» Data for processing
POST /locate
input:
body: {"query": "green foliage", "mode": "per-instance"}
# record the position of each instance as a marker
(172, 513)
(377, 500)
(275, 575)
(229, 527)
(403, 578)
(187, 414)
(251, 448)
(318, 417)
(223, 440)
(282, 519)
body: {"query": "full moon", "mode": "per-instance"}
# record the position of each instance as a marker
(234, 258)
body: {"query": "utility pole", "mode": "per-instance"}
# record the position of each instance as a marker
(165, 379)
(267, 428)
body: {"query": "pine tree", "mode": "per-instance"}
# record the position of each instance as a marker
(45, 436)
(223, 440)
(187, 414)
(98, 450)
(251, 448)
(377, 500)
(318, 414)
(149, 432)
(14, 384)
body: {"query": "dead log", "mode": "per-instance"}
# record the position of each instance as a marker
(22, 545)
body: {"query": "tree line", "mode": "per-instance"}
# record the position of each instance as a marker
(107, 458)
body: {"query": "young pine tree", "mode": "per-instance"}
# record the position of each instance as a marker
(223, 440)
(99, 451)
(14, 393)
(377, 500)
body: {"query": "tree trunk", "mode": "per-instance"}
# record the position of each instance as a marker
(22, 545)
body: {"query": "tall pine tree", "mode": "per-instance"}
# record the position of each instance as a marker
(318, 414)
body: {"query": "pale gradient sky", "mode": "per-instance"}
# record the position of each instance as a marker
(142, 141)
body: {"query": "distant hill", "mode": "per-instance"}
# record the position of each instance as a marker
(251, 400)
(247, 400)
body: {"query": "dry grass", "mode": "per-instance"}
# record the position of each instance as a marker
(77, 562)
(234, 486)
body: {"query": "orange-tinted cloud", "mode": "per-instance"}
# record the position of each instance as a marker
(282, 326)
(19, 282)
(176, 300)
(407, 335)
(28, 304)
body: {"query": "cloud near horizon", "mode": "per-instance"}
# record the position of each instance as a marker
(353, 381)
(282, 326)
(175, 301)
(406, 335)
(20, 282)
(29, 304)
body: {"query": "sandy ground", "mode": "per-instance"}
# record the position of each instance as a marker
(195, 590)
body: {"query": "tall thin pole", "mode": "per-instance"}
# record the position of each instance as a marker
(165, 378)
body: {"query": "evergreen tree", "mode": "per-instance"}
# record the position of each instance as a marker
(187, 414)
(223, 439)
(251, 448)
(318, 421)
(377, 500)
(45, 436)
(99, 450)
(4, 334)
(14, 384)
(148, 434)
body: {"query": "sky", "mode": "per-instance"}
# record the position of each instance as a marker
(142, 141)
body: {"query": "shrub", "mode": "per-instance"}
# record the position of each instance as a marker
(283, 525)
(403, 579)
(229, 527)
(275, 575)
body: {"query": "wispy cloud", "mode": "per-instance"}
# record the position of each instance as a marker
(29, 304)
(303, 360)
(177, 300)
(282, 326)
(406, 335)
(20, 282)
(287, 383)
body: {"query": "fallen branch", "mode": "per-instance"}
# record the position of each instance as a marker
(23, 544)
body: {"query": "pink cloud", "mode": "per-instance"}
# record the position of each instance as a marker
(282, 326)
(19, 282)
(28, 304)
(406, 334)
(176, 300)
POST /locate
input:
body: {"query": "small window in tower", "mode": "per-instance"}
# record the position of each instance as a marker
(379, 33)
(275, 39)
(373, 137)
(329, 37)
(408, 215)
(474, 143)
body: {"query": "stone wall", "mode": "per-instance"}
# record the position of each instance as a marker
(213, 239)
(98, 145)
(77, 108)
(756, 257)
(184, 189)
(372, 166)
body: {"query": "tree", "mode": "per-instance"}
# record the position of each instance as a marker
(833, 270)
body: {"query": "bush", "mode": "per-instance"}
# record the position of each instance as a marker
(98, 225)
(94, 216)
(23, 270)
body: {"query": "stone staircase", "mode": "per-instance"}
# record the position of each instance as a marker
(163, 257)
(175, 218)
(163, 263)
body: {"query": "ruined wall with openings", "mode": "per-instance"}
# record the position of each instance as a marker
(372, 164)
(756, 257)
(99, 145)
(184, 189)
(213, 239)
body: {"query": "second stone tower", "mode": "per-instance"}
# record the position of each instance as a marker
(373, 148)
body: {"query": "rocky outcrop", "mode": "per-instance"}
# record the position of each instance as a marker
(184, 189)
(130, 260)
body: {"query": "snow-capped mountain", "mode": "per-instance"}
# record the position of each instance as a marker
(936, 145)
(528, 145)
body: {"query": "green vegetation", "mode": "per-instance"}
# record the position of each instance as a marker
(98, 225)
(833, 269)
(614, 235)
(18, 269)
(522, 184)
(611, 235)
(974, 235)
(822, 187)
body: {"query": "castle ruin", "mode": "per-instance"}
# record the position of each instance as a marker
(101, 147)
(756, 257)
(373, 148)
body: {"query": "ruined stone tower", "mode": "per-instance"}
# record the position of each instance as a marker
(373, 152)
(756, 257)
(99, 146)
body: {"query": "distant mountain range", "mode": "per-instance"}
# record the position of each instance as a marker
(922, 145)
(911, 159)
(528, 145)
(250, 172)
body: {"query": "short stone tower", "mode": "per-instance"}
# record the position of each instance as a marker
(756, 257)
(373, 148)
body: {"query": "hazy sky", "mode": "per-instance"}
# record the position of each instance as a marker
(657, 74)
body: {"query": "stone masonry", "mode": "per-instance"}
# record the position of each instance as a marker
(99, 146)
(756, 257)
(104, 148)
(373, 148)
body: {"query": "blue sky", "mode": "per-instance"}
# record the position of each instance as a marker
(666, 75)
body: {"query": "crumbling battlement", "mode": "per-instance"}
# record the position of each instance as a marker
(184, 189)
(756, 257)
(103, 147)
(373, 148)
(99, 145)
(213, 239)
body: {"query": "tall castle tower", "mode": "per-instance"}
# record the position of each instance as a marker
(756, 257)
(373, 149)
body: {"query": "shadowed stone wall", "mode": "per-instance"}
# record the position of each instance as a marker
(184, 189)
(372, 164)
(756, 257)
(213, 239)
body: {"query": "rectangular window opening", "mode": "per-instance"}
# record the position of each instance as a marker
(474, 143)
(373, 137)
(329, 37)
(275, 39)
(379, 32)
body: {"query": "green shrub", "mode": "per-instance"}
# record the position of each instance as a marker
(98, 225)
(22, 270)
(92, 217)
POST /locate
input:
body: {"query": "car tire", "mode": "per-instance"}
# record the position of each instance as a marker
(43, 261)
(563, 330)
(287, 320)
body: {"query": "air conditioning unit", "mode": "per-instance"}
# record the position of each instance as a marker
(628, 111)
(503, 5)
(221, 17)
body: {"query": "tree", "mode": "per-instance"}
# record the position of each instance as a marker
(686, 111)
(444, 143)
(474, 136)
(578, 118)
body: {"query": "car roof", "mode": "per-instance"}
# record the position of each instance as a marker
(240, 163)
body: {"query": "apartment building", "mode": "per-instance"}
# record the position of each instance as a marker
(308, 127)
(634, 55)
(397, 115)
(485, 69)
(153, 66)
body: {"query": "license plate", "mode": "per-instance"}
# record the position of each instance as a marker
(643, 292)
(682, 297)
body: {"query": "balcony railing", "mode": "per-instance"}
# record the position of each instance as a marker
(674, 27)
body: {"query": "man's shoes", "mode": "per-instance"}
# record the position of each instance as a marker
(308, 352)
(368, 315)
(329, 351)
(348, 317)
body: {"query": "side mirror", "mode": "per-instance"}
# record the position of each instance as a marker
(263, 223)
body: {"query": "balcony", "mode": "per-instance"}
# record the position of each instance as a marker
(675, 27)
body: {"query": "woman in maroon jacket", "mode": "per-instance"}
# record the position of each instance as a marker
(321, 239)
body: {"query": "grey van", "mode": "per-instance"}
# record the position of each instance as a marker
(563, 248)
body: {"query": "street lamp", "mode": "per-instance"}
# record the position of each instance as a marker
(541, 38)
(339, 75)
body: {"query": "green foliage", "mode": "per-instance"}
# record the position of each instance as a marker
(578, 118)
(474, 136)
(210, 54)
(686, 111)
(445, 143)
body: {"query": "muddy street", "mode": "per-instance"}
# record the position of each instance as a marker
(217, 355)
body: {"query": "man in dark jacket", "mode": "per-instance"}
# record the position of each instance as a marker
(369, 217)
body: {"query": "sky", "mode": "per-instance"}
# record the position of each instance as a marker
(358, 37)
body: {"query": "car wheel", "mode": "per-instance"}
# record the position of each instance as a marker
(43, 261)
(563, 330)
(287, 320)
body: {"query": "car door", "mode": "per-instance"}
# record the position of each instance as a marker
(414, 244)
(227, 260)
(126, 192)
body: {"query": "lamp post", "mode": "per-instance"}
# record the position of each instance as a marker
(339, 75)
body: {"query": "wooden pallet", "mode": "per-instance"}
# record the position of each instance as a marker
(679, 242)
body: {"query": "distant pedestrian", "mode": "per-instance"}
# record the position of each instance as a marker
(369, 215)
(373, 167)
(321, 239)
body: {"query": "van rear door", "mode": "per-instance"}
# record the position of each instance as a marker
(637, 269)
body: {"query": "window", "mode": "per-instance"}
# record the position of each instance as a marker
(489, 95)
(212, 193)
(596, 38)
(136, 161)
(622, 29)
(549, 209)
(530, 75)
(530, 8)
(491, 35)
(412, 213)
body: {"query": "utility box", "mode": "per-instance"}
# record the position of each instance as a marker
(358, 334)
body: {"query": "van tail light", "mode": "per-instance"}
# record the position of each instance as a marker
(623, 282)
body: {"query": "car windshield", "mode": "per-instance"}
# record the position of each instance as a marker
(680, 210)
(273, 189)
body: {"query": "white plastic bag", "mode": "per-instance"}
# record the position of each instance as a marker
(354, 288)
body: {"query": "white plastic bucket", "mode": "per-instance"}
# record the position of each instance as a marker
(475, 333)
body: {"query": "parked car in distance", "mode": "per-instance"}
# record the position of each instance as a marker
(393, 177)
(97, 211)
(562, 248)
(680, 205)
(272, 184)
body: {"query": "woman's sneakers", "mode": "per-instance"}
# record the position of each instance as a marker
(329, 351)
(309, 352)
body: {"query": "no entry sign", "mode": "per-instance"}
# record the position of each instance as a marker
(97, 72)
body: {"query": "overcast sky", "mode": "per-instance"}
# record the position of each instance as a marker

» Prompt
Can you gather every line from the records above that contains the word "white"?

» Result
body: {"query": "white plastic bag", "mode": "per-instance"}
body: {"query": "white plastic bucket", "mode": "per-instance"}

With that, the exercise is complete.